# [TASK TO COMPLETE]
Arrange the records below as a numbered list, with any blank lines omitted.

★ ★ ★ ★ ★

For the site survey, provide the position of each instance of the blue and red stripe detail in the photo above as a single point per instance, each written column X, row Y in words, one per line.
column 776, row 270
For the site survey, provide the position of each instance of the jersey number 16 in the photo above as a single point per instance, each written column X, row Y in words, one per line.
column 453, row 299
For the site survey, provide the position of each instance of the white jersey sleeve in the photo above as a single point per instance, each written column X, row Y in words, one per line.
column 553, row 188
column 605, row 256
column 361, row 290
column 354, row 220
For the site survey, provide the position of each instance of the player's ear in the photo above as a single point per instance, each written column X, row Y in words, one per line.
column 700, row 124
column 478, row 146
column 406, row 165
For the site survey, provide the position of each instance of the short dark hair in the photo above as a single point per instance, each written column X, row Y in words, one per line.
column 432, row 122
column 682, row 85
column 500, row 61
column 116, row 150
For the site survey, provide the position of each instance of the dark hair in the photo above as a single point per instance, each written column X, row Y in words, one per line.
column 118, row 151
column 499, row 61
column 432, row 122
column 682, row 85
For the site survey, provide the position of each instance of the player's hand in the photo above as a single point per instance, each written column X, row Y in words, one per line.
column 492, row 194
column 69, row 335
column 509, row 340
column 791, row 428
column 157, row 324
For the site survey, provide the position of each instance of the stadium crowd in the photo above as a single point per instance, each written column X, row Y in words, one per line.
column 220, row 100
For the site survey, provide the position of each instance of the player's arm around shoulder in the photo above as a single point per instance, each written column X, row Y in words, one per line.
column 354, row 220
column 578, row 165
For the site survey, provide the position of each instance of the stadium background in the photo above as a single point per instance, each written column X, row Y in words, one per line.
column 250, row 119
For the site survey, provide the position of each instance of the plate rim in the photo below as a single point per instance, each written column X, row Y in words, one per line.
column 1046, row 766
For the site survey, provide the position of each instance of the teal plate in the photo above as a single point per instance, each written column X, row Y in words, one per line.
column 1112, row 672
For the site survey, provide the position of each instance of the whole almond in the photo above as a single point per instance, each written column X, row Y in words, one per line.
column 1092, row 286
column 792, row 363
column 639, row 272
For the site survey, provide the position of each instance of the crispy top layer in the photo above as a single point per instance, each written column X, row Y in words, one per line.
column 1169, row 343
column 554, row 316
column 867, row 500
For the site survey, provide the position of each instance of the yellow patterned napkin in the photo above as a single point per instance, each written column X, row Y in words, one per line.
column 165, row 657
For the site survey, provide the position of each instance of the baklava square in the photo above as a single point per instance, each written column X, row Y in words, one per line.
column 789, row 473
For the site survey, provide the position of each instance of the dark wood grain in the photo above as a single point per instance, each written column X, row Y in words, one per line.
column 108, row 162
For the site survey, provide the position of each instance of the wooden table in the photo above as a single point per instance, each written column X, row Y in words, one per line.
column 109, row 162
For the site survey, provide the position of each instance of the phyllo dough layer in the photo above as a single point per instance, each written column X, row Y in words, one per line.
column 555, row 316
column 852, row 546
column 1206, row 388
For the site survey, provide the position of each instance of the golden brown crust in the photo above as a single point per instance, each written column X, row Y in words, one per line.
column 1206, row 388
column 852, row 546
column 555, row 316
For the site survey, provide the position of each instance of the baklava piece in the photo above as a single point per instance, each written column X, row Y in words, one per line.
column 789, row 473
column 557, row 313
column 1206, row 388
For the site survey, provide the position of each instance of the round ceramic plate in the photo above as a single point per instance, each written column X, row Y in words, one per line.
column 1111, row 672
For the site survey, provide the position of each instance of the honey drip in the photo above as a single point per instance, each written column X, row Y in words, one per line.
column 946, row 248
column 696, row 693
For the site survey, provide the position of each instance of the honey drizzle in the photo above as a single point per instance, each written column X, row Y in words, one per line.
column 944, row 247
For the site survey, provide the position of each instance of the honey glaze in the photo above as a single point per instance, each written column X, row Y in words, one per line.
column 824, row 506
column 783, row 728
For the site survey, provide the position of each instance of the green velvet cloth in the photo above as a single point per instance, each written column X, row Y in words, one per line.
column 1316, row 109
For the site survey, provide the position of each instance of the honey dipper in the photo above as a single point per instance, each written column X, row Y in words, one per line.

★ ★ ★ ★ ★

# [ANSWER TO THIS PROBLEM]
1. For the site survey, provide the position of each instance of the blue and red stripe detail in the photo above as a single point per instance, each written column X, row Y in words, one per line.
2. column 776, row 270
3. For the site survey, provide the position of each instance of the jersey number 16 in the photo above as a single point per instance, each written column X, row Y in words, one per line.
4. column 453, row 299
5. For the site survey, provide the position of each instance of the white jersey sleeve in the photo above as a single point per instance, each written column X, row Y in words, one per line.
6. column 553, row 188
7. column 605, row 256
8. column 361, row 290
9. column 354, row 220
10. For the site survey, provide the position of each instance of the player's ear in the photo above as a single point per instance, each written column X, row Y in words, one per line.
11. column 700, row 124
12. column 478, row 146
13. column 406, row 165
14. For the site survey, provide the position of each instance of the short dark hair in the photo above as a single point per instance, each written column X, row Y in words, one per line.
15. column 432, row 122
16. column 682, row 85
17. column 500, row 61
18. column 116, row 150
19. For the site survey, provide the position of each instance of the dark hair in the photo above as a single point per instance, each written column X, row Y in words, one per line.
20. column 118, row 151
21. column 499, row 61
22. column 432, row 122
23. column 682, row 85
24. For the site survey, provide the position of each instance of the player's hand in the photo above as a single point per instance, each written column X, row Y in words, one per line.
25. column 492, row 194
26. column 69, row 335
27. column 509, row 340
28. column 791, row 428
29. column 157, row 324
30. For the site survey, provide the position of each instance of the stadium crowd in the photo above as a single point per instance, each written column X, row Y in words, one per line.
31. column 220, row 100
32. For the site survey, provide the position of each instance of the player's arm around shoulder in the photo above as a single point per instance, each written column X, row Y in words, one per line.
33. column 354, row 220
34. column 578, row 165
35. For the site survey, provide the position of each instance of the stadium background in the photo above as a single point per instance, each written column X, row Y in words, one per line.
36. column 250, row 119
37. For the site survey, provide the position of each instance of the plate rim in the photo below as a single point per instance, each written column X, row Y in words, one per line.
38. column 1046, row 766
39. For the site survey, provide the position of each instance of the teal plate in the photo above as a single point per instance, each written column X, row Y in words, one per line.
40. column 1112, row 672
41. For the site survey, provide the position of each instance of the whole almond in the photo above as a single point per instance, each written column X, row Y in words, one per line.
42. column 1092, row 286
43. column 792, row 363
44. column 639, row 272
45. For the site survey, provide the position of each instance of the crispy top layer in the photo above as a single point per instance, each written column X, row Y in words, one per line.
46. column 1169, row 343
47. column 554, row 316
48. column 867, row 500
49. For the site survey, provide the position of each instance of the yellow patterned napkin in the photo above as a single point per instance, each written column X, row Y in words, one per line.
50. column 165, row 657
51. For the site survey, provide the position of each instance of the baklava square in the photo above as a single point per instance, each written column X, row Y in words, one per line.
52. column 789, row 473
53. For the site survey, provide the position of each instance of the dark wood grain in the photo above as a single point per instance, each written column X, row Y in words, one per line.
54. column 108, row 162
55. For the site survey, provide the position of each instance of the wooden table in the photo above as a single point per instance, each written column X, row Y in words, one per line.
56. column 109, row 162
57. For the site survey, provide the position of each instance of the phyllo dough layer in the photo above as a single point per instance, each written column X, row Y in words, one per line.
58. column 555, row 316
59. column 852, row 546
60. column 1206, row 388
61. For the site survey, provide the position of each instance of the golden brown crust in the photo above as a single point per instance, each written column X, row Y in words, one per line.
62. column 1206, row 388
63. column 852, row 546
64. column 555, row 316
65. For the site survey, provide the position of each instance of the baklava piece in the photo above as a single point per instance, each written column X, row Y in words, one per line.
66. column 789, row 473
67. column 557, row 313
68. column 1206, row 388
69. For the site survey, provide the position of each instance of the round ceramic plate in the photo above as a single point per instance, each written column X, row Y in words, one per line.
70. column 1111, row 672
71. For the site survey, provide the position of each instance of the honey drip in the photo above as a single point per instance, each written column X, row Y in words, one per line.
72. column 946, row 248
73. column 696, row 693
74. For the site survey, provide the position of each instance of the honey drizzle in the photo above as a single point per instance, each written column X, row Y in words, one per line.
75. column 944, row 247
76. For the site survey, provide the position of each instance of the honey glaze in the photo above as a single point per instance, each written column X, row Y in words, one per line.
77. column 824, row 506
78. column 783, row 728
79. For the site survey, provide the position of each instance of the green velvet cloth in the photo above as a single point per instance, each written column X, row Y in words, one per line.
80. column 1316, row 109
81. For the site survey, provide the position of each instance of the honey dipper in the photo above as a single point per instance, each written column X, row Y in words, one per line.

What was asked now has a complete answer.